(La consigne) Recopiez sans rien changer la partie de l'article ci-dessous sur les clips de la semaine qui commence aux mots « Si pour certains, Noël ». Arrêtez-vous après « une complicité sincère. ».

La musique ça s’écoute, mais parfois ça se regarde aussi. Chaque semaine, La Face B vous sélectionne les clips qui ont fait vibrer ses yeux et ses oreilles. Tout de suite, la première partie de notre sélection 286 des clips de la semaine.

Clou – Chant de Noël
Clou nous dépose cette semaine un petit cadeau sous le sapin avec le clip très à propos Chant de Noël, extrait de son dernier album A l’évidence.
Si pour certains, Noël rime avec joie, partage et dinde aux marrons, pour d’autres en revanche, le 25 décembre n’a absolument rien de festif. Il peut être vécu comme une pression sociale, une corvée, voire même un supplice. Des retrouvailles familiales sur fond d’hypocrisie, de tensions ou de brimades.
Plutôt que de subir, Clou a décidé d’agir et de rompre avec le schéma familial traditionnel. « Je ne viendrai pas à Noël Envie de manger je n’ai pas Dans l’alcool comme un goût de fiel Justifie les gros mots les faux pas »
Initialement écrit comme un cantique qui lui donnait une tonalité grave, le morceau s’est transformé en quelque chose de drôle grâce à un rythme reggae. Une légèreté illustrée par le clip qui assemble des images extraites des coulisses du A l’évidence tour. On y voit Clou et ses musiciens on the road, sa famille choisie, réunie par une complicité sincère.
Une chanson et un clip joyeux sur un sujet qui ne l’est pas, et qui donnera peut-être du courage à certains pour affronter cette période.

(Données fournies)
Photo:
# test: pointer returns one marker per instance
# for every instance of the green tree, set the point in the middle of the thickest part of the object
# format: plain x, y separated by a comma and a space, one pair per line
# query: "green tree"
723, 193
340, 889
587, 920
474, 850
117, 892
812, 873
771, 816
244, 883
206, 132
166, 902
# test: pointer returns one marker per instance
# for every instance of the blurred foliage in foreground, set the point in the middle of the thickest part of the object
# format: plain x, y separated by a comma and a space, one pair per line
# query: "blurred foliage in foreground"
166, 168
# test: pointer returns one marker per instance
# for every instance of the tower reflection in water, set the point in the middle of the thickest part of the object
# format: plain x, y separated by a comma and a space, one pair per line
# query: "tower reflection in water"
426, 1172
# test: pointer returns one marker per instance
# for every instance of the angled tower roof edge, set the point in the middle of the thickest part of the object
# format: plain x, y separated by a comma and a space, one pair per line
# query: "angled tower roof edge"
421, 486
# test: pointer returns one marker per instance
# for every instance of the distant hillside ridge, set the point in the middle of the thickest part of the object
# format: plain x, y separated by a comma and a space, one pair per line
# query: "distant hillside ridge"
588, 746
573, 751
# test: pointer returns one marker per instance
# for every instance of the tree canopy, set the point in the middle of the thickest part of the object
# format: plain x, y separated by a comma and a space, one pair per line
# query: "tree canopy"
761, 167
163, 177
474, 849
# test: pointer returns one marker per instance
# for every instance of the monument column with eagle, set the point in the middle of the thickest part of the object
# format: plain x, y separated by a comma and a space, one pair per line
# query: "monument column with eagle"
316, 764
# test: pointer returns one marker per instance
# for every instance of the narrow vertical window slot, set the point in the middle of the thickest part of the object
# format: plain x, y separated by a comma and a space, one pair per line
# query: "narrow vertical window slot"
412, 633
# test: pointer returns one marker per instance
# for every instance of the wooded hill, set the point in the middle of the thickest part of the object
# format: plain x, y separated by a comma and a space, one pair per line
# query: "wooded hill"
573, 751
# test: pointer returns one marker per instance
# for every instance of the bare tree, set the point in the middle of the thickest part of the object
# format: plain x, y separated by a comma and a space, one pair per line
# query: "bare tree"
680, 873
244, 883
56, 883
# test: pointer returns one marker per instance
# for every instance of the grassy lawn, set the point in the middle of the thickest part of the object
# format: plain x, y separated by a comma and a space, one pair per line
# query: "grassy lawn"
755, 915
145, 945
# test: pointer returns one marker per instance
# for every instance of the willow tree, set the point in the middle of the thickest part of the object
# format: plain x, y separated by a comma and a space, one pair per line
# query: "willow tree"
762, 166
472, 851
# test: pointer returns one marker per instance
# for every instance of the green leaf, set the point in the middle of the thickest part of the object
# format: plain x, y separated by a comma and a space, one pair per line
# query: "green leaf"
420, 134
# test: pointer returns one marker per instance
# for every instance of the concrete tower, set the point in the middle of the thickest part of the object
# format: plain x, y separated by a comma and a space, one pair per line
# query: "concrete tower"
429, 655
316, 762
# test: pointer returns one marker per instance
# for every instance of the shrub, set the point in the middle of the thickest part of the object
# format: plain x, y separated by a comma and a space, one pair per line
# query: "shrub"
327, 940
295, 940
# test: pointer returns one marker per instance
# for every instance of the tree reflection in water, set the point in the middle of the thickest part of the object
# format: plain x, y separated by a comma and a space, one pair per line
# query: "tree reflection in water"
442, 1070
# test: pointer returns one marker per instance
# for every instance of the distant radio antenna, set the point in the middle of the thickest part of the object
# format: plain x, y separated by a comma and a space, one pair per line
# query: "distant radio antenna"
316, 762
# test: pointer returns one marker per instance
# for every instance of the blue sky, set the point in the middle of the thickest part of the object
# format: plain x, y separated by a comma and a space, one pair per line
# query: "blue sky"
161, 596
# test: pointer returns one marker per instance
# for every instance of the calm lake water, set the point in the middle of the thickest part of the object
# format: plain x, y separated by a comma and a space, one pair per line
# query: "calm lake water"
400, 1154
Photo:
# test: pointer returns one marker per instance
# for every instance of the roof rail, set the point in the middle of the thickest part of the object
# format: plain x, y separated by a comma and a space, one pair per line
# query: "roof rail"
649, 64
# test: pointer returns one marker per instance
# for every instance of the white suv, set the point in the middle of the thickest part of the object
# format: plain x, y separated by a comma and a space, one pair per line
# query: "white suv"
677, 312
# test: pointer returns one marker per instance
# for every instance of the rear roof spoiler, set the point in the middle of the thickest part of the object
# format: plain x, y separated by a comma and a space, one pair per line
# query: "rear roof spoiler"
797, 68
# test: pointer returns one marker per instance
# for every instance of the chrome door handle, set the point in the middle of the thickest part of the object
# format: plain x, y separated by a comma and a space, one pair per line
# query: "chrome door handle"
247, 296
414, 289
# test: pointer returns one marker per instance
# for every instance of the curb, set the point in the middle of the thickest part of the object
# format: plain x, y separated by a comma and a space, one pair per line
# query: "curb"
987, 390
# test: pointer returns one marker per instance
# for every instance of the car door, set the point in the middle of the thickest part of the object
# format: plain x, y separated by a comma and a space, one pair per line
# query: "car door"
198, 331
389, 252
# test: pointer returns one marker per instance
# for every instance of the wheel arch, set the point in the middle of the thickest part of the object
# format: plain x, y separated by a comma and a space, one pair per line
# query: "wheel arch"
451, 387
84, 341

(Résultat obtenu)
Si pour certains, Noël rime avec joie, partage et dinde aux marrons, pour d’autres en revanche, le 25 décembre n’a absolument rien de festif. Il peut être vécu comme une pression sociale, une corvée, voire même un supplice. Des retrouvailles familiales sur fond d’hypocrisie, de tensions ou de brimades.
Plutôt que de subir, Clou a décidé d’agir et de rompre avec le schéma familial traditionnel. « Je ne viendrai pas à Noël Envie de manger je n’ai pas Dans l’alcool comme un goût de fiel Justifie les gros mots les faux pas »
Initialement écrit comme un cantique qui lui donnait une tonalité grave, le morceau s’est transformé en quelque chose de drôle grâce à un rythme reggae. Une légèreté illustrée par le clip qui assemble des images extraites des coulisses du A l’évidence tour. On y voit Clou et ses musiciens on the road, sa famille choisie, réunie par une complicité sincère.